_Records provided_

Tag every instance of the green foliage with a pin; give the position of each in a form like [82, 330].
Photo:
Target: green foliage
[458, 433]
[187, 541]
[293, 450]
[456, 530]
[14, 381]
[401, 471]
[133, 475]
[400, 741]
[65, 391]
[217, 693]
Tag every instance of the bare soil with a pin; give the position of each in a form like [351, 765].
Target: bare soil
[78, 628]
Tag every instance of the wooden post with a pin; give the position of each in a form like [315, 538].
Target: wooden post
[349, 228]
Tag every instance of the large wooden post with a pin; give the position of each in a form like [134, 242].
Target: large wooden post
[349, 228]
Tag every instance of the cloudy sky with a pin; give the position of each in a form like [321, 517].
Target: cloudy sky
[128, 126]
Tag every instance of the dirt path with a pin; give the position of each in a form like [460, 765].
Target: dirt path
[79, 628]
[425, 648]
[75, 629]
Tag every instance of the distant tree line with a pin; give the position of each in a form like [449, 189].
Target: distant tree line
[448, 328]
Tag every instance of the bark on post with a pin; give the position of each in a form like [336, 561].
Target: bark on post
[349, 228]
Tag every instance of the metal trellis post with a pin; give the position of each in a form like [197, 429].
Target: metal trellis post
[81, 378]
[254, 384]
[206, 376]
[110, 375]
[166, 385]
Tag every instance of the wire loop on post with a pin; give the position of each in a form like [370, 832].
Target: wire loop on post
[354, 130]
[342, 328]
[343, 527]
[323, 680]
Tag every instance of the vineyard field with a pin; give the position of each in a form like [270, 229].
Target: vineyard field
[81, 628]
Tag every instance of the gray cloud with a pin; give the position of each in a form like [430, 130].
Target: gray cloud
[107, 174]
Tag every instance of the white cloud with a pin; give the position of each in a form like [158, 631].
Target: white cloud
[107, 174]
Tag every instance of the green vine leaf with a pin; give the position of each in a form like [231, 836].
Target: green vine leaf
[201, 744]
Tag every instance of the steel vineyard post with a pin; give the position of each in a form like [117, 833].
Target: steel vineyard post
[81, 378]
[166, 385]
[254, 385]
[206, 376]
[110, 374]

_Task details_
Starting with the line that contains "Tag every instance of the wire", output every line through the end of the listing above, unchanged.

_Solution to the exercise_
Tag every instance of the wire loop on post with a pin; give the position of each in a form like [370, 832].
Target: wire loop on post
[354, 130]
[342, 328]
[343, 527]
[323, 680]
Tag every instance of the vineyard field with a pin; give the position of each in a form like [270, 229].
Target: vineyard field
[81, 628]
Tag every instance of the gray cloud with a pin; give the position of each in a form like [430, 130].
Target: gray cloud
[107, 174]
Tag every instance of the white cloud with a pin; give the position of each in a form like [158, 631].
Target: white cloud
[107, 174]
Tag every instance of the green vine leaf with a pin; give the position of each in a form like [231, 836].
Target: green vine leaf
[201, 744]
Tag every instance of the steel vineyard post with a pin; give the position of each in a form like [117, 833].
Target: steel vineyard post
[81, 378]
[166, 385]
[254, 385]
[206, 376]
[110, 374]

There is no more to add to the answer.